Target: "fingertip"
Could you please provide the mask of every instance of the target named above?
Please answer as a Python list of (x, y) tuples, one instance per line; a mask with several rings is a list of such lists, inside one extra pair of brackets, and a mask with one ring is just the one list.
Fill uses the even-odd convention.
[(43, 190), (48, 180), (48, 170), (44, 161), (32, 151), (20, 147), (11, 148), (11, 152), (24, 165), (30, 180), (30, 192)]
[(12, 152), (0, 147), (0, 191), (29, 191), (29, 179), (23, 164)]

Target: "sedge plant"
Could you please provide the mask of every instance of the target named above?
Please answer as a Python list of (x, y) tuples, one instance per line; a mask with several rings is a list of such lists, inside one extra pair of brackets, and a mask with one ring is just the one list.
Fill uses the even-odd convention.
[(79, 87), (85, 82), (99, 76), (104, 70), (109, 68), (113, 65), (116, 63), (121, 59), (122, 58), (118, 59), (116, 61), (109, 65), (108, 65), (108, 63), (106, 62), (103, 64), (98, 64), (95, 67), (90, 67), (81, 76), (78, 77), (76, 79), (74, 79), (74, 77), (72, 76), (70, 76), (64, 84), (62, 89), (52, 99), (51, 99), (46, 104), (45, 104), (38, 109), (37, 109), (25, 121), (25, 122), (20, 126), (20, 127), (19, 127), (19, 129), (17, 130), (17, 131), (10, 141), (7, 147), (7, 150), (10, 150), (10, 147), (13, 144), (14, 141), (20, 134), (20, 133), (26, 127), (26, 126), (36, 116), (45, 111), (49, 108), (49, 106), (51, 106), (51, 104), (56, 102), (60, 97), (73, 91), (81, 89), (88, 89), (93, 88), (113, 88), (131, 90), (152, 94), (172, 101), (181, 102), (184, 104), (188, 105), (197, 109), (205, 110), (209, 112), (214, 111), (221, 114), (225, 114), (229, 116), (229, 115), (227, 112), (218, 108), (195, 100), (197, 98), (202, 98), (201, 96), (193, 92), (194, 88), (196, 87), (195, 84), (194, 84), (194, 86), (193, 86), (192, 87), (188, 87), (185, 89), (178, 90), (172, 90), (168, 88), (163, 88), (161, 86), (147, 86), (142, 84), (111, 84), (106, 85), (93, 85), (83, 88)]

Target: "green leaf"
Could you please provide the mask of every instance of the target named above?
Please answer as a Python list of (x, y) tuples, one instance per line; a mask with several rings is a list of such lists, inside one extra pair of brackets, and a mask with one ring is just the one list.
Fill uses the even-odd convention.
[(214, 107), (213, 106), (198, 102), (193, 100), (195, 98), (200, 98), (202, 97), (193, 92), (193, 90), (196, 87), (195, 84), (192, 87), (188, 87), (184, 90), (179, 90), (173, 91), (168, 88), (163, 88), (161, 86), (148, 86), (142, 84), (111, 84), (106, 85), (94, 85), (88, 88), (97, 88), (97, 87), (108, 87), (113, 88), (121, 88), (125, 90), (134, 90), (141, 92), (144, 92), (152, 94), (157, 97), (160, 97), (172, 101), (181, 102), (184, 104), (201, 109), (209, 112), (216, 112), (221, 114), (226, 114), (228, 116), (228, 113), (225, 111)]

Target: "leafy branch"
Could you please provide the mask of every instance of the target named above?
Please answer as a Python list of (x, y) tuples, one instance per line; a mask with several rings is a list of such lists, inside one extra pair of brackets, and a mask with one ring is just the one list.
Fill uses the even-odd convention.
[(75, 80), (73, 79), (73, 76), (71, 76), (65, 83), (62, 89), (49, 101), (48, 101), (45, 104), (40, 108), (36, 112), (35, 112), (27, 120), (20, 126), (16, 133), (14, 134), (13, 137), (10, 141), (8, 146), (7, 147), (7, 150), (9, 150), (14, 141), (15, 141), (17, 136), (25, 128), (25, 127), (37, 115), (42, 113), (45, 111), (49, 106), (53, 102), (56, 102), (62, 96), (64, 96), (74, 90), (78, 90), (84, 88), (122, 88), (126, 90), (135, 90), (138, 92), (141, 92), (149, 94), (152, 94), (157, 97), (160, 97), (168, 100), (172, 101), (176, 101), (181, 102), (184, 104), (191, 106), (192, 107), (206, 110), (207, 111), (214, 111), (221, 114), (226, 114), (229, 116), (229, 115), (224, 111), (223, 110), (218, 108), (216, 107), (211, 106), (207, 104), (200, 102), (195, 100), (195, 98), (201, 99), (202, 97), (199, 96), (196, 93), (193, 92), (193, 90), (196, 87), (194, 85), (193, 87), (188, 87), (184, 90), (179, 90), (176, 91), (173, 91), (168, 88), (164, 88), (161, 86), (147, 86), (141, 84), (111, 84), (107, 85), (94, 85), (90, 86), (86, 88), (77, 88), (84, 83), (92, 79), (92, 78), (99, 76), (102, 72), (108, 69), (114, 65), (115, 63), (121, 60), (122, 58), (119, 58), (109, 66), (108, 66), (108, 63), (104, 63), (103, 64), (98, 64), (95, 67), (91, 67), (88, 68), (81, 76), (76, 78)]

☆ ☆ ☆ ☆

THE REQUEST: Rewrite the part of the listing that opens with its first line and closes with the line containing "180), (30, 192)]", both included, as a JSON list of strings with one string per line and no blank lines.

WORKED SOLUTION:
[
  "Target: \"fingertip\"",
  "Could you please provide the mask of every instance of the target named above?",
  "Please answer as a Python list of (x, y) tuples, one instance per line; a mask with several rings is a list of such lists, inside one extra pair of brackets, and a mask with one ring is just the one list.",
  "Fill uses the even-odd convention.",
  "[(43, 190), (48, 180), (48, 170), (44, 161), (32, 151), (20, 147), (11, 148), (11, 152), (24, 165), (30, 180), (30, 192)]"
]